• **WHAT YOU NEED TO DO**
Repeat the lines of the data below verbatim, starting from the first line and continuing through the line that contains "List the outline of every instance of the blue", with both ends included.

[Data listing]
........
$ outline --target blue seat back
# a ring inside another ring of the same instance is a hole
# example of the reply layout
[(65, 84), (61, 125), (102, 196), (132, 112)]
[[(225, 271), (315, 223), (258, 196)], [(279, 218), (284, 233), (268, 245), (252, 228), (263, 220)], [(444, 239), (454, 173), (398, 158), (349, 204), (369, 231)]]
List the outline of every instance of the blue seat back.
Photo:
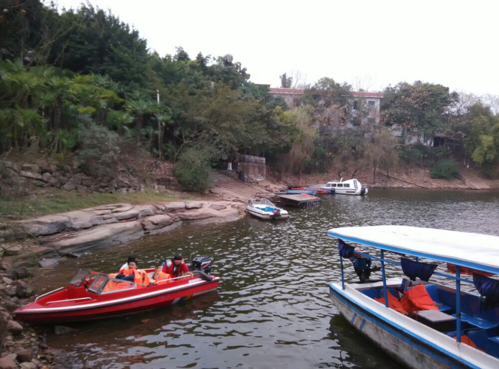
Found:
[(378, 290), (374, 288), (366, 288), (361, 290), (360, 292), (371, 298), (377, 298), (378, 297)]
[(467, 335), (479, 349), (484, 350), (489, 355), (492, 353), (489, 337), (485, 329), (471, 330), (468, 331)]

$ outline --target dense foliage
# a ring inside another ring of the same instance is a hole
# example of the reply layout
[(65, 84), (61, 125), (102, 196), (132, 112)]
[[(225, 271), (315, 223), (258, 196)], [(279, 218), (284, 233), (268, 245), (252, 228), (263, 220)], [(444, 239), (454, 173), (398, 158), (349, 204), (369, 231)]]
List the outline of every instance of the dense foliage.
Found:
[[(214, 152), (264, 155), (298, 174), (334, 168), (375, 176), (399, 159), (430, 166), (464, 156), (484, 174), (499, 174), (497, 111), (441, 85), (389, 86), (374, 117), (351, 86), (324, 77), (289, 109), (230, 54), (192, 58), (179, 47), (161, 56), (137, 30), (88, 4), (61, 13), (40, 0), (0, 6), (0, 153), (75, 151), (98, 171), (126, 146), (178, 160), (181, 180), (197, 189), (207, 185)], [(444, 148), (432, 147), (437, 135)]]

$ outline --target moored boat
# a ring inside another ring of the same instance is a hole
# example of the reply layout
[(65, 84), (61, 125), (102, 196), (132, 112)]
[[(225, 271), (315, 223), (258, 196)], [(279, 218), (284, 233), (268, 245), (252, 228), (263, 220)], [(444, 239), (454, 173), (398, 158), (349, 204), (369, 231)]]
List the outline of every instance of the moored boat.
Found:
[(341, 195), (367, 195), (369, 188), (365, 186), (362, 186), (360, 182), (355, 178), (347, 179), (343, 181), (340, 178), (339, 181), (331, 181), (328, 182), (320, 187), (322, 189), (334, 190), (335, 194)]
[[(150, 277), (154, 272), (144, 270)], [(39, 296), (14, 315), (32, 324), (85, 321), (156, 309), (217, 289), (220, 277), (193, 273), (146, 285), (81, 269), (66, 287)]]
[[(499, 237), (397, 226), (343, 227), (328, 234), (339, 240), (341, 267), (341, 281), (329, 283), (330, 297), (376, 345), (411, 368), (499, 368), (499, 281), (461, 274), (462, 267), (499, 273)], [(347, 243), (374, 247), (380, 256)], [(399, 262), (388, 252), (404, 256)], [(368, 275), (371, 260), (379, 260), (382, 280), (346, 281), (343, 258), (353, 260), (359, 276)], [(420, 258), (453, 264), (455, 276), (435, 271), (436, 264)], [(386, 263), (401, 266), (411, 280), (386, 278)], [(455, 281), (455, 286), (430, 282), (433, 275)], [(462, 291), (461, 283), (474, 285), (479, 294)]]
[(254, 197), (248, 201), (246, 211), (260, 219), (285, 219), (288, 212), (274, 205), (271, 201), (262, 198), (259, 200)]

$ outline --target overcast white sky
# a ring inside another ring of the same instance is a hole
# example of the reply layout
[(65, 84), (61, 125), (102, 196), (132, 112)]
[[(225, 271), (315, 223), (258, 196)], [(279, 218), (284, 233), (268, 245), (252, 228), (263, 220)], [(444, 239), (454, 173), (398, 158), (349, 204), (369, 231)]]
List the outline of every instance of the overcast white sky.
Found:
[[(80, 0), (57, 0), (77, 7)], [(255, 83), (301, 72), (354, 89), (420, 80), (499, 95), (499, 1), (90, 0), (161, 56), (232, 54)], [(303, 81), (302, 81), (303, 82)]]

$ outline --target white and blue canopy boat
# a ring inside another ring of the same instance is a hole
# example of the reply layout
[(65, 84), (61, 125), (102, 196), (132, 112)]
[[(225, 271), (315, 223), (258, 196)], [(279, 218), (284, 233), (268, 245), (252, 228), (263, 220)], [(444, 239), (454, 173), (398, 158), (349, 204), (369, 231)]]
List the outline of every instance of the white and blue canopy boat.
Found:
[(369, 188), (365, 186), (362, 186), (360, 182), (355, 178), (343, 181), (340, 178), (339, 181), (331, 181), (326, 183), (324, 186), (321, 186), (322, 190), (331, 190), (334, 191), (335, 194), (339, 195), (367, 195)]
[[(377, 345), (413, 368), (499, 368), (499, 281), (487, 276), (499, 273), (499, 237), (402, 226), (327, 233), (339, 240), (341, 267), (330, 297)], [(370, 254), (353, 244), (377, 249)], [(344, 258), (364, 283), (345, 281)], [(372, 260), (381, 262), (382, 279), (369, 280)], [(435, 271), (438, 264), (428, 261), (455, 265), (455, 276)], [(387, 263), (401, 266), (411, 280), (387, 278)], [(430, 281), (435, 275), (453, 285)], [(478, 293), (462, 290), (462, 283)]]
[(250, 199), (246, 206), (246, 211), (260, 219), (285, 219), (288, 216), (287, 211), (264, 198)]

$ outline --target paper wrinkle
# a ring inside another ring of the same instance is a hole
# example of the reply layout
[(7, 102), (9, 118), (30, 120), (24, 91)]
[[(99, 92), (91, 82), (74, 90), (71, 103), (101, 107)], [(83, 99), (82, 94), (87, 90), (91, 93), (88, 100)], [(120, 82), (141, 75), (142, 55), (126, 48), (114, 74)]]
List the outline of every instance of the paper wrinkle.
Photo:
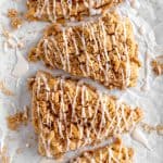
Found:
........
• **THE ANSWER**
$ outline --target blue seat back
# a ring inside another ring of the same instance is a hole
# example of the reply layout
[(65, 84), (61, 125), (102, 196), (132, 112)]
[[(225, 271), (315, 223), (258, 196)], [(279, 218), (284, 233), (268, 245), (252, 228), (263, 220)], [(444, 239), (454, 173), (398, 158), (349, 204), (369, 231)]]
List the outline of every instance of the blue seat back.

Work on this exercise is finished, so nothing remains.